→ **SET EXERCISE**
Rewrite the rows from the start through the line containing "x=133 y=135", inclusive, keeping every line and its text in place. Multiply each coordinate on the lines after each "Target:" line by 1.65 and round to a whole number with halves rounded up, leaving all other numbers unchanged.

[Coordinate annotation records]
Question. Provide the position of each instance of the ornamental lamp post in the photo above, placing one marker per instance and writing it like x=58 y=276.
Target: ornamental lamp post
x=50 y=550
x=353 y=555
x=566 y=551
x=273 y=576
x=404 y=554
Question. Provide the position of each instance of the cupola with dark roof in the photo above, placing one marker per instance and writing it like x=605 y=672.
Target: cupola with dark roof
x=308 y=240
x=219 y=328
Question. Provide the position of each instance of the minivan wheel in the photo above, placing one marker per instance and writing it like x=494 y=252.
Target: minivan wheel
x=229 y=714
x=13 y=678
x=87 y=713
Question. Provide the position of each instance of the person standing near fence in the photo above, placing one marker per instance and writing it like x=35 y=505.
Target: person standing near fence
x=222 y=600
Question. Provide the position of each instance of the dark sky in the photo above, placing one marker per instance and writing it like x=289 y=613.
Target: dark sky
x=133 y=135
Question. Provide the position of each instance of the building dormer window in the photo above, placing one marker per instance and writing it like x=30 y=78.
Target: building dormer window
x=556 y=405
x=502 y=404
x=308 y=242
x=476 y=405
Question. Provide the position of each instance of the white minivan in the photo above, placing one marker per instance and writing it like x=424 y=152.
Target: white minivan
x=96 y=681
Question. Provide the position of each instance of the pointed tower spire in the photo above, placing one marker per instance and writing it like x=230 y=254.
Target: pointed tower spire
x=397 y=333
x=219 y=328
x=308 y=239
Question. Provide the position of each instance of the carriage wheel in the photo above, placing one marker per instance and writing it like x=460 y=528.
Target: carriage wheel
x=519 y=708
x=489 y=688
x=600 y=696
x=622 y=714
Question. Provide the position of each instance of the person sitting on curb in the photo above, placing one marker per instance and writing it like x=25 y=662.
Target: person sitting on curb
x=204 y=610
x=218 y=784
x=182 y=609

→ **SOLUTION TO THE EXERCISE**
Question. Provide the position of each instance of the ornamental lamp post in the photo above, placing one marker per instance and writing it like x=58 y=276.
Target: ornamental lamp post
x=83 y=908
x=582 y=916
x=934 y=909
x=450 y=950
x=667 y=914
Question. Provide the position of each instance of the cupola with dark roof in the photo above, placing one marker per instance and writing it like x=605 y=672.
Target: cupola with dark roof
x=508 y=396
x=361 y=541
Question. Provide the position of each instance of the minivan wheel in the photo above, placing one marker per instance and writing it like x=494 y=252.
Target: minivan wheel
x=378 y=1178
x=21 y=1119
x=144 y=1176
Question. Provide the position of each instance of the person standing near fence in the photo above, placing one marker per instance and writing it like x=35 y=505.
Target: person standing near fence
x=366 y=990
Question. Provide the position of each instance of the dark sky in the photo above, placing one marker per instance and writing it like x=289 y=613.
Target: dark sky
x=219 y=223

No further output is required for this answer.